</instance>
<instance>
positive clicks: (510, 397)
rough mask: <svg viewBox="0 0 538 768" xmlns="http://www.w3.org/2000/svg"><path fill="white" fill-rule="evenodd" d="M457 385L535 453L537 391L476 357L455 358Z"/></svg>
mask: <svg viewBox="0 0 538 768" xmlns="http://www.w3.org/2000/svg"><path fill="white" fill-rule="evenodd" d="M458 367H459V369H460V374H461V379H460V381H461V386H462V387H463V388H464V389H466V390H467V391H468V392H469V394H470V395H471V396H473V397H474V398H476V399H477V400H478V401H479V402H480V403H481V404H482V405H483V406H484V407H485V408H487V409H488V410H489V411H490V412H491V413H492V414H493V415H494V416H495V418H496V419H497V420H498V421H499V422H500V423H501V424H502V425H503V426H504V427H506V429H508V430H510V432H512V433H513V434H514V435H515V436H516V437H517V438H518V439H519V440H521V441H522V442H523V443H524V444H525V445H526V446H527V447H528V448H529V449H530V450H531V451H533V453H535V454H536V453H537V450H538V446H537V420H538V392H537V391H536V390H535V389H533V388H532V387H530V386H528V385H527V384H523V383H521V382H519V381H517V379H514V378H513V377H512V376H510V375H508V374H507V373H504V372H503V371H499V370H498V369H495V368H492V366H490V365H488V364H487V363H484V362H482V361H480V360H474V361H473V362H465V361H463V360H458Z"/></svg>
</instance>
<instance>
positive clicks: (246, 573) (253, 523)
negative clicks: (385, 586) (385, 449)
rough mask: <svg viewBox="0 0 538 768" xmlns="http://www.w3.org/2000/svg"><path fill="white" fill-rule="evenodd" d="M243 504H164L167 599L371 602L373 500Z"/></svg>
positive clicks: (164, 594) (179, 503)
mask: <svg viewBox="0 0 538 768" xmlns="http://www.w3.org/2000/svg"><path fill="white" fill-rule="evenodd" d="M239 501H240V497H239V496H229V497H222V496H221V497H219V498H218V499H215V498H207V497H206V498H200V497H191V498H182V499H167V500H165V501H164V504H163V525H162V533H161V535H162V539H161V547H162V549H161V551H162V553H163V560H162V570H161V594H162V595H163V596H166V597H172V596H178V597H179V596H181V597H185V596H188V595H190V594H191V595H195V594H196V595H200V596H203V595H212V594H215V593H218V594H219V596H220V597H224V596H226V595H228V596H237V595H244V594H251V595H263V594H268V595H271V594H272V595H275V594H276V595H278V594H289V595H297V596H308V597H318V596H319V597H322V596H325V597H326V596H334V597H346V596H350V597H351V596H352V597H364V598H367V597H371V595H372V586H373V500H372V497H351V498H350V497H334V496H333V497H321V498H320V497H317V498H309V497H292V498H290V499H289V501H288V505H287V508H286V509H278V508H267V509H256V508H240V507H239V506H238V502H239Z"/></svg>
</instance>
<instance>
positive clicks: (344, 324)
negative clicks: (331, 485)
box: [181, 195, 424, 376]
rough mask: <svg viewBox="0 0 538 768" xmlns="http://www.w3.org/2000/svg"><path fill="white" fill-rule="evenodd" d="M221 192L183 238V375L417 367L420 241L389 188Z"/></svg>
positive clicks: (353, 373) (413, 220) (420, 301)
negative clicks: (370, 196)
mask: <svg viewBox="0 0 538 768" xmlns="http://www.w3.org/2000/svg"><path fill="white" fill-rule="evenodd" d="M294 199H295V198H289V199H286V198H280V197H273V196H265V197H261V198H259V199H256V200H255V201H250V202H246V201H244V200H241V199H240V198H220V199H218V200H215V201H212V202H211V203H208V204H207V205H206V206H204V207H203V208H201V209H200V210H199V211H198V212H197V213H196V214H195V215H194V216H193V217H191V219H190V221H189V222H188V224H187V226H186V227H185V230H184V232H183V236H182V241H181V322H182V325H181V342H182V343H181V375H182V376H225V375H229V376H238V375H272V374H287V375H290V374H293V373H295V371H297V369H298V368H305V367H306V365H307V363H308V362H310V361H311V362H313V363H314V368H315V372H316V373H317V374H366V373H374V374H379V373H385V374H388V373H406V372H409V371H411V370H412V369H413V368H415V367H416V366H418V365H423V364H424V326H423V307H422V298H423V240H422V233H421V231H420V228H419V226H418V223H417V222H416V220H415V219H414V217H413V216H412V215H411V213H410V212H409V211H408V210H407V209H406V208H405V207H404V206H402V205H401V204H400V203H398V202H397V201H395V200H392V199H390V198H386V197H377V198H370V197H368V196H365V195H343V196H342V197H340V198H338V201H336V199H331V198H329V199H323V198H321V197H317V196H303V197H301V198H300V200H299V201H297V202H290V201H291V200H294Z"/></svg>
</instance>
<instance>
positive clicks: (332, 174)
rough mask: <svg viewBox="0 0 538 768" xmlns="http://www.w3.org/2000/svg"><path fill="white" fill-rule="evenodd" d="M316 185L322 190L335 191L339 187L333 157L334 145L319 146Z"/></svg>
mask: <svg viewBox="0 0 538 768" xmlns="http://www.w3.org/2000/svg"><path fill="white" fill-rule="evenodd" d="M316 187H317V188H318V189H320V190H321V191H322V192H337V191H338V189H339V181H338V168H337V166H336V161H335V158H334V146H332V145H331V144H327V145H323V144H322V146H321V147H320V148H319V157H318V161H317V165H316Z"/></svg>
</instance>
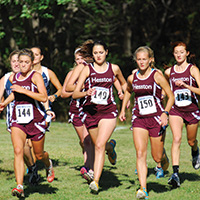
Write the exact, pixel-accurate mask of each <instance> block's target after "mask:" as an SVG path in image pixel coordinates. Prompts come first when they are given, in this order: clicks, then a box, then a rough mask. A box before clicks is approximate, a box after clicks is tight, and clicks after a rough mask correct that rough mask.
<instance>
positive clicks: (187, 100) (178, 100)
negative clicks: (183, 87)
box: [174, 89, 192, 107]
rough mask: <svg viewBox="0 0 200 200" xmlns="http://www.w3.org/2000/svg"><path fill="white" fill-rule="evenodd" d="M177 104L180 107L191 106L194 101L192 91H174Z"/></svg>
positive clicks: (174, 95) (184, 89) (186, 89)
mask: <svg viewBox="0 0 200 200" xmlns="http://www.w3.org/2000/svg"><path fill="white" fill-rule="evenodd" d="M174 96H175V105H176V106H178V107H185V106H189V105H190V104H191V103H192V97H191V91H190V90H188V89H181V90H176V91H174Z"/></svg>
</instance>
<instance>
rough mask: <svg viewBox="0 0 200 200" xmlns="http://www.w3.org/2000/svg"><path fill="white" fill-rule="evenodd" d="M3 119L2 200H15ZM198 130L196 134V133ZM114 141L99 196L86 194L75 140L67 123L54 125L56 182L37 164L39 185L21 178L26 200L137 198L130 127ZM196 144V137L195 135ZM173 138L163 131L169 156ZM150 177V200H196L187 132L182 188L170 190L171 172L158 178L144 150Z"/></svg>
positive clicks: (149, 185) (149, 194)
mask: <svg viewBox="0 0 200 200" xmlns="http://www.w3.org/2000/svg"><path fill="white" fill-rule="evenodd" d="M5 129H6V125H5V121H4V120H0V155H1V156H0V186H1V188H0V200H8V199H17V198H16V197H12V196H11V190H12V189H13V188H14V187H16V182H15V175H14V170H13V157H14V155H13V149H12V144H11V140H10V135H9V133H8V132H7V131H6V130H5ZM199 132H200V130H199ZM112 138H114V139H116V141H117V146H116V151H117V156H118V157H117V164H116V165H115V166H112V165H111V164H110V163H109V161H108V159H106V161H105V165H104V170H103V173H102V176H101V179H100V192H99V194H98V195H93V194H90V190H89V187H88V184H87V183H86V181H85V180H84V179H83V178H81V175H80V172H79V170H80V167H81V166H82V164H83V156H82V153H81V148H80V146H79V142H78V137H77V135H76V133H75V131H74V129H73V127H72V125H71V124H66V123H59V122H53V123H52V124H51V128H50V132H49V133H47V134H46V142H45V150H46V151H48V152H49V154H50V157H51V159H52V161H53V165H54V170H55V180H54V181H53V182H52V183H48V182H47V181H46V177H45V170H44V168H43V165H42V164H41V163H38V165H39V174H40V176H41V178H40V184H39V185H38V186H35V187H33V186H30V185H29V184H28V176H27V175H25V179H24V188H25V199H27V200H37V199H39V200H52V199H56V200H68V199H69V200H83V199H89V200H131V199H135V193H136V190H137V189H138V188H139V181H138V178H137V175H135V174H134V170H135V161H136V159H135V149H134V145H133V139H132V134H131V131H130V130H129V126H127V125H126V126H122V125H118V126H117V128H116V130H115V132H114V133H113V135H112ZM198 140H199V141H200V134H198ZM171 142H172V136H171V132H170V128H168V129H167V136H166V142H165V148H166V151H167V153H168V156H169V158H170V160H171V156H170V148H171ZM148 148H149V149H148V158H147V160H148V170H149V171H148V179H147V188H148V192H149V199H152V200H164V199H167V200H198V199H200V170H197V171H196V170H194V169H193V168H192V164H191V152H190V147H189V146H188V144H187V141H186V135H185V129H184V131H183V140H182V145H181V160H180V178H181V187H180V188H178V189H171V187H170V186H168V184H167V180H168V178H169V177H170V175H171V173H172V167H171V165H170V167H169V169H168V171H167V172H166V174H165V177H164V178H162V179H156V178H155V175H154V170H153V168H154V167H155V163H154V161H153V159H152V157H151V154H150V146H148Z"/></svg>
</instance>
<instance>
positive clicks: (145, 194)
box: [136, 188, 149, 199]
mask: <svg viewBox="0 0 200 200" xmlns="http://www.w3.org/2000/svg"><path fill="white" fill-rule="evenodd" d="M148 196H149V195H148V193H147V191H146V188H143V189H139V190H138V191H137V192H136V199H148Z"/></svg>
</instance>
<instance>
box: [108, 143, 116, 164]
mask: <svg viewBox="0 0 200 200" xmlns="http://www.w3.org/2000/svg"><path fill="white" fill-rule="evenodd" d="M109 144H111V145H112V147H113V150H112V151H111V152H107V154H108V160H109V161H110V163H111V164H112V165H115V164H116V162H117V154H116V152H115V146H116V141H115V140H113V139H112V140H110V142H109Z"/></svg>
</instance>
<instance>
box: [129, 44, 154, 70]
mask: <svg viewBox="0 0 200 200" xmlns="http://www.w3.org/2000/svg"><path fill="white" fill-rule="evenodd" d="M140 51H144V52H147V53H148V56H149V58H152V62H151V63H150V67H151V68H155V59H154V52H153V50H152V49H151V48H150V47H148V46H141V47H138V48H137V49H136V50H135V52H134V54H133V60H134V61H136V59H137V53H138V52H140Z"/></svg>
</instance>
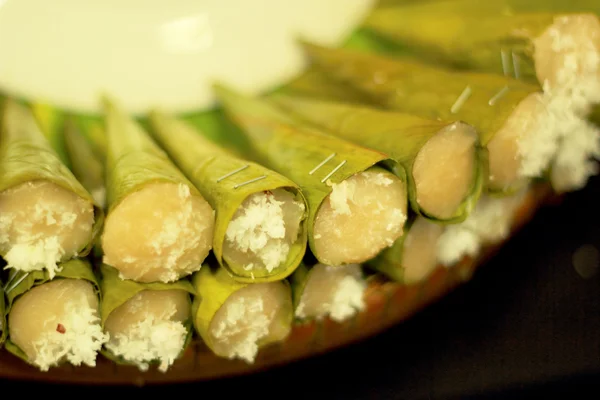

◆ **Exercise details**: Copy everything from the line containing "192L183 238V375L417 367L420" down to the line containing "positive clicks: (353, 373)", substituting "coarse mask" for "rough mask" and changing nothing else.

◆ **Solution**:
coarse mask: <svg viewBox="0 0 538 768" xmlns="http://www.w3.org/2000/svg"><path fill="white" fill-rule="evenodd" d="M221 192L183 238V375L417 367L420 241L389 188Z"/></svg>
positive clicks: (353, 373) (413, 220) (420, 301)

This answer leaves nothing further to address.